What you have to do: Show all lines from the material that carry the word "small".

### Information provided ###

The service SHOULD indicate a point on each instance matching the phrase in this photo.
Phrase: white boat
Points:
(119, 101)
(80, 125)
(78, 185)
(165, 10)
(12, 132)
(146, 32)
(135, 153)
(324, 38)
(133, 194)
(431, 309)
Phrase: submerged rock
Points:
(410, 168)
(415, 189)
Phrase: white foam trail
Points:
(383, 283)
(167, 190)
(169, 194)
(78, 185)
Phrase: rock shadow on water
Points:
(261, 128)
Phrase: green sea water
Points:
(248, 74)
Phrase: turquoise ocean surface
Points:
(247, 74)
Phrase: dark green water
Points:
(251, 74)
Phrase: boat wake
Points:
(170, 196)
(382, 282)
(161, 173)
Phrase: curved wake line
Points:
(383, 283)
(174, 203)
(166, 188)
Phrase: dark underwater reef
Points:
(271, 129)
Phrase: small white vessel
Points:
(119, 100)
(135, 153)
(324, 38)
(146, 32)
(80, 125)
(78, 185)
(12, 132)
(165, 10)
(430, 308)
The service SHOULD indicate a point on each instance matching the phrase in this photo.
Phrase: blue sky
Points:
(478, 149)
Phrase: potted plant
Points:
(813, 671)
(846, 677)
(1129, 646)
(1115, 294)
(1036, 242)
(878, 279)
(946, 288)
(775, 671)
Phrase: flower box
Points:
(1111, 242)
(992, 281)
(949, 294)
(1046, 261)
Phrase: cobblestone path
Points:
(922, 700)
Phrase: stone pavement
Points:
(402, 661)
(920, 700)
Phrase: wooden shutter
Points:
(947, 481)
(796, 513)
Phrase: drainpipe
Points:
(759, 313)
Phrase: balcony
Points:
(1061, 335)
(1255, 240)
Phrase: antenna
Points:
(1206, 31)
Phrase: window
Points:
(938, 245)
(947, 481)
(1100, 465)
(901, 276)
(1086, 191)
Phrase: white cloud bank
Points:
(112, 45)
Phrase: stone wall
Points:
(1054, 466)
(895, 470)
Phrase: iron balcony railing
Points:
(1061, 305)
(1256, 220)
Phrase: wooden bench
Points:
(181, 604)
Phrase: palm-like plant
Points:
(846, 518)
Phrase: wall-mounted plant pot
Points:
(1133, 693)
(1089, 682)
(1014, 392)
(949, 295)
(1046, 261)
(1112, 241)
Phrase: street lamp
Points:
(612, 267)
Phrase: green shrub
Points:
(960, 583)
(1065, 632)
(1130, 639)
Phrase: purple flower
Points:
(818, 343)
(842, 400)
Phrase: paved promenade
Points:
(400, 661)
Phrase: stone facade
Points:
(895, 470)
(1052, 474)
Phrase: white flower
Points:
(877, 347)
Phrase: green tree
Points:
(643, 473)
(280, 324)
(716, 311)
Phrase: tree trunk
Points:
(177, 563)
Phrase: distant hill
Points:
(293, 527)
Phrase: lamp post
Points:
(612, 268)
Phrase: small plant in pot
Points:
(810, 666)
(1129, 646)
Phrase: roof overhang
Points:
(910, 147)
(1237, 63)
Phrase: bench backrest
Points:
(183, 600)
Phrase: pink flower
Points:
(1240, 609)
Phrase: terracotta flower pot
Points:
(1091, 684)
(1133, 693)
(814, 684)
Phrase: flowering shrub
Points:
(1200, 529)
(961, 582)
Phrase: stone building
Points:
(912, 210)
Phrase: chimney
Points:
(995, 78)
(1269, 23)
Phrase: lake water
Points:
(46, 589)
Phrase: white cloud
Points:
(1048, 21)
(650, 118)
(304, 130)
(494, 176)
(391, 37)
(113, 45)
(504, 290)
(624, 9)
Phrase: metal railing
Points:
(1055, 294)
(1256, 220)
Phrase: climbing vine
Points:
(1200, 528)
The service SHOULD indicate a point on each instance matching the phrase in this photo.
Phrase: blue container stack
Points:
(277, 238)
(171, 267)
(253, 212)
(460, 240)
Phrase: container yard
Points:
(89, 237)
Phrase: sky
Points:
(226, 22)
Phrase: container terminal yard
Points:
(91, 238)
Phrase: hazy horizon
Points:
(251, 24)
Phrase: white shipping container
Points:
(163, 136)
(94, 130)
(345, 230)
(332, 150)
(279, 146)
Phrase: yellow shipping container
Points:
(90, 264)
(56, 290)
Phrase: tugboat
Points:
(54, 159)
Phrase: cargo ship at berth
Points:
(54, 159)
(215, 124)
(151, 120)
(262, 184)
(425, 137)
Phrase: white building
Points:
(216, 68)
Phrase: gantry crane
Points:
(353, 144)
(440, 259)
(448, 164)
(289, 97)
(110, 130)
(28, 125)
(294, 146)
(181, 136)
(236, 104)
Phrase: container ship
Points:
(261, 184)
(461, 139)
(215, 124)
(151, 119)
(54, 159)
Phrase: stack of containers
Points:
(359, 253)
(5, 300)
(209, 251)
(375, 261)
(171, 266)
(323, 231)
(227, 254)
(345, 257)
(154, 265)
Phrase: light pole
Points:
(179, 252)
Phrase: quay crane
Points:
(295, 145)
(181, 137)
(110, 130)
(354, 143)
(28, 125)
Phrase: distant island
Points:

###

Worked solution:
Phrase: small white vessel
Phrase: small plant in pot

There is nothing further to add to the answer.